## [Selected text]
━━━━━━━━━━
The Adi tribe is organized into a number of clans. Clan is determinant of the social relationship and kinship.

Family is the lowest unit of social organization and nuclear in character. After marriage, elders siblings separate and establish new local residence while the youngest stay back and look after the old parents.

Monogamy is the common form of marriage, though polygamy is socially restricted. A marriage arranged by parents and elders is considered ideal and decent though selecting a partner by initiating a love affair is also popular and common.

A marriage union is recognized with payments of bride price and the items (Kepel) include meat either dried or raw, fish, rats, squirrels and rice beer.

  Social Organization 

Every village has a village council called Kebang, which looks after the administration of the village. It is represented by appointed headmen (Goan Burah or Gam) and village elders. The council decides disputes and also directs developmental and welfare activities concerning the village. In-fact, the council is traditional political organization on which the internal administration of the village is based and which maintains peace and order in the society.
━━━━━━━━━━
## [Data provided]
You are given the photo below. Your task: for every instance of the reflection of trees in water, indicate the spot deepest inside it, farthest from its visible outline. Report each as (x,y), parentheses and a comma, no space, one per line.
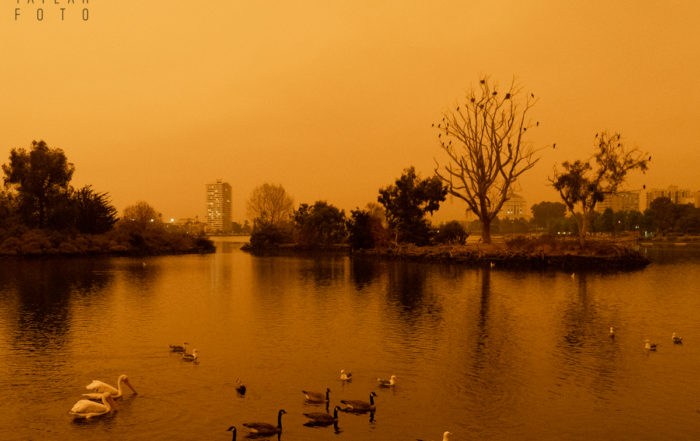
━━━━━━━━━━
## [Objectives]
- A) In the Adi tribe text, what is the name of the village council?
- B) Echo the Adi tribe text word for word, from "Monogamy is the" up to and including "in the society.".

## [Responses for each task]
- A) Kebang

- B)
Monogamy is the common form of marriage, though polygamy is socially restricted. A marriage arranged by parents and elders is considered ideal and decent though selecting a partner by initiating a love affair is also popular and common.

A marriage union is recognized with payments of bride price and the items (Kepel) include meat either dried or raw, fish, rats, squirrels and rice beer.

  Social Organization 

Every village has a village council called Kebang, which looks after the administration of the village. It is represented by appointed headmen (Goan Burah or Gam) and village elders. The council decides disputes and also directs developmental and welfare activities concerning the village. In-fact, the council is traditional political organization on which the internal administration of the village is based and which maintains peace and order in the society.